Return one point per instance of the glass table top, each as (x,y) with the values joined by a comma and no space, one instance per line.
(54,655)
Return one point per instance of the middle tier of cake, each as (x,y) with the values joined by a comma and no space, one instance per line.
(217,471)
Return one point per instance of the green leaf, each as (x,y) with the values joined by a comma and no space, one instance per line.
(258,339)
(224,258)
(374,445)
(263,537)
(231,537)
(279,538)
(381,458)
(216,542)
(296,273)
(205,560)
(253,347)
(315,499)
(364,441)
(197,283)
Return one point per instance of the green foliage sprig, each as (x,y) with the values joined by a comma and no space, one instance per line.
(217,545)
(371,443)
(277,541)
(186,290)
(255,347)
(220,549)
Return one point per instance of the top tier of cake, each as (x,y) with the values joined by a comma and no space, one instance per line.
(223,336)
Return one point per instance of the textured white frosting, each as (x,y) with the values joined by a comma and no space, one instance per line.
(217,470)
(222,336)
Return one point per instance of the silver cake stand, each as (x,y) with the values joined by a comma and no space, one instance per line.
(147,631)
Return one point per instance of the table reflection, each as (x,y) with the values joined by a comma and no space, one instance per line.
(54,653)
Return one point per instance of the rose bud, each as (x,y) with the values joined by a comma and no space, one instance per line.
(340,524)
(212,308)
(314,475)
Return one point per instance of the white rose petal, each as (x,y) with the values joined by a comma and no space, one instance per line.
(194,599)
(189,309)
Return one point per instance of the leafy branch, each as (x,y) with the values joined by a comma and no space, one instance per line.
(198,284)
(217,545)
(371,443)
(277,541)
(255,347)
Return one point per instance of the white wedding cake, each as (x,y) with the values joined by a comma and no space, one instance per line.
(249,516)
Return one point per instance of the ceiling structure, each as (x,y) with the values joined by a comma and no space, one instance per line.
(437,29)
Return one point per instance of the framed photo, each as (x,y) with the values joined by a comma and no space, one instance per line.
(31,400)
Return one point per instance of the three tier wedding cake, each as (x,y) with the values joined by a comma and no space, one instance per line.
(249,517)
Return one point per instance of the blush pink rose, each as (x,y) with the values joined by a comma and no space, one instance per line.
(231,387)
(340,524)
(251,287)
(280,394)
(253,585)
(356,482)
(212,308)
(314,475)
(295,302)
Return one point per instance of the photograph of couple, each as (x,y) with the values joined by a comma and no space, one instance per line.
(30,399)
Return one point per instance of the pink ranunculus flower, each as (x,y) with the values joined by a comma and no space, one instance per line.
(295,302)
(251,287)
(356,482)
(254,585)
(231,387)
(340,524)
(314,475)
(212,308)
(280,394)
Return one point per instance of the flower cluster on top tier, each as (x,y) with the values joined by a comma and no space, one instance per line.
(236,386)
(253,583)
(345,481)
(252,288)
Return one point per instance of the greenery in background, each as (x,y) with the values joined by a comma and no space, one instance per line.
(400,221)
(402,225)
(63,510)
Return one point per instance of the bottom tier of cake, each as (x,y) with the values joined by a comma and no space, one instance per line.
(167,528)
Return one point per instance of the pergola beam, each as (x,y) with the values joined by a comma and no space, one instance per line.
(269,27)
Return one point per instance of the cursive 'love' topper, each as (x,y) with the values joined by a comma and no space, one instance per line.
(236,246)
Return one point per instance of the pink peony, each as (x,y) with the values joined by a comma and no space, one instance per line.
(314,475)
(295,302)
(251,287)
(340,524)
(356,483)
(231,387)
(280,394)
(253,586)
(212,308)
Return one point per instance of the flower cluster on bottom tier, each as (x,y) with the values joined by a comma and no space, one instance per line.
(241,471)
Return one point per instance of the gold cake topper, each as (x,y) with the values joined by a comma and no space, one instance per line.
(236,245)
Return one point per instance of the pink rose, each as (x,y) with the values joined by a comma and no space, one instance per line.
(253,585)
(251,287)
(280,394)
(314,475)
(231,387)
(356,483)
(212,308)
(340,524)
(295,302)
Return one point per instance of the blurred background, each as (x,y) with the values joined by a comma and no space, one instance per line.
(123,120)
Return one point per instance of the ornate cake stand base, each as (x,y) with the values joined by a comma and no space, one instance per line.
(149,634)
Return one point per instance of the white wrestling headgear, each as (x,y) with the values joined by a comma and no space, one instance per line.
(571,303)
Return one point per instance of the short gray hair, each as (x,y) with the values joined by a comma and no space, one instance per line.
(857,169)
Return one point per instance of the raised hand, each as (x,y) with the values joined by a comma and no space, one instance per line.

PROBLEM DESCRIPTION: Exactly as they stand, write out all of the entries.

RESPONSE:
Return one point per instance of the glass table top, each as (x,y) with the values joined by a comma and no space, one instance per line.
(54,655)
Return one point per instance of the middle tier of cake, each as (x,y) with the values joined by a comma and no space, one instance per line.
(217,471)
Return one point per instance of the green leaf, each as (x,y) with the values joined by a comma and no space, one instance per line.
(258,339)
(224,258)
(374,445)
(263,537)
(231,537)
(279,538)
(381,458)
(216,542)
(296,273)
(205,560)
(253,347)
(315,499)
(364,441)
(197,283)
Return one point per instance of the green foliage sprig, each as (x,y) with the values joined by a comma and no space, one instance per line.
(217,545)
(371,443)
(277,541)
(186,290)
(255,347)
(220,549)
Return one point per instance of the top tier of cake, each as (x,y) with the values joined by a comma and no space, one instance per line.
(223,336)
Return one point per instance of the textured white frosting, each as (x,y) with the values joined by a comma and no space, one instance per line.
(217,470)
(222,336)
Return one point per instance of the silver cake stand, each as (x,y) with the values joined by a comma and no space, one instance per line.
(147,631)
Return one point per instance of the table reflection, each as (x,y) with the values joined by a comma and no space, one instance per line.
(54,653)
Return one point per instance of the rose bud, each as (x,y) with the values joined by a comma and no space, one instance per line.
(340,524)
(212,308)
(314,475)
Return one point per instance of the white rose petal, each as (x,y) with the values joined by a comma and no space, one instance per line.
(194,599)
(189,309)
Return one point per instance of the leafy branch, each as (x,y) with the values joined by a comma and no space, one instance per line.
(198,284)
(217,545)
(371,443)
(277,541)
(255,347)
Return one point per instance of the white wedding cake, each as (x,y) with the values joined by a comma and no space, one instance per line.
(249,516)
Return one point per instance of the ceiling structure, each as (x,y) with the values joined by a comma and no space, one instance per line.
(437,29)
Return one point per instance of the framed photo, each as (x,y) with the values joined by a comma and no space, one instance per line.
(31,400)
Return one point per instance of the three tier wedding cake, each as (x,y) with the values joined by a comma and no space, one instance per line.
(249,517)
Return one point per instance of the blush pink rose, each as (x,y) with the values joined by a comma and no space, one instance per line.
(231,387)
(340,524)
(251,287)
(280,394)
(253,585)
(356,482)
(212,308)
(314,475)
(295,302)
Return one point per instance of the photograph of couple, each as (x,y) with the values joined by a comma and no space, one instance per line.
(30,399)
Return one point per instance of the pink ranunculus flower, each as (x,y) with the values joined by a comma and no space, one instance per line.
(295,302)
(251,287)
(356,482)
(254,585)
(231,387)
(340,524)
(314,475)
(212,308)
(280,394)
Return one point per instance of the flower cluster on top tier, each as (x,y) with the values joined by a comma and no space, one instance per line.
(236,386)
(253,583)
(345,481)
(252,288)
Return one point per instance of the greenery in background, each as (x,y) with the values joined by a comma and no space, one instance per line.
(400,221)
(402,225)
(63,510)
Return one point per instance of the bottom tier of cake, each as (x,y) with the values joined by a comma and no space, one instance per line.
(167,528)
Return one point per instance of the pergola beam, each as (x,y) with the values joined by a comma and no space, one instance per line.
(269,27)
Return one point per instance of the cursive 'love' topper, each as (x,y) with the values joined by a comma and no space, one instance per line.
(236,246)
Return one point per instance of the pink peony, each as (x,y) with the values joined by a comma and no space, one instance per line.
(314,475)
(295,302)
(251,287)
(340,524)
(356,483)
(231,387)
(280,394)
(253,586)
(212,308)
Return one point per instance of the flower cluster on bottom tier, each as (x,y) with the values joined by a comma and no space, one instance per line.
(241,471)
Return one point per instance of the gold cake topper, each as (x,y) with the values joined by a comma and no space, one instance per line.
(236,245)
Return one point per instance of the pink rose, each as (x,y) with the values joined by a comma and no space, one instance per line.
(253,585)
(251,287)
(280,394)
(314,475)
(231,387)
(356,483)
(212,308)
(340,524)
(295,302)
Return one point per instance of the blurred background, each as (x,y) with the values joined by a comma and no space, one instance per line.
(123,120)
Return one point per instance of the ornate cake stand base, each as (x,y) with the values joined by a comma and no space, one instance per line.
(149,634)
Return one point per instance of the white wrestling headgear, each as (x,y) with the values joined by a comma and no space, one instance per line.
(571,303)
Return one point per instance of the short gray hair, each as (x,y) with the values joined by a comma and no space, one instance per line.
(857,169)
Return one point per instance of the raised hand, each as (x,y) with the values joined by a comma and no space, one instance per line.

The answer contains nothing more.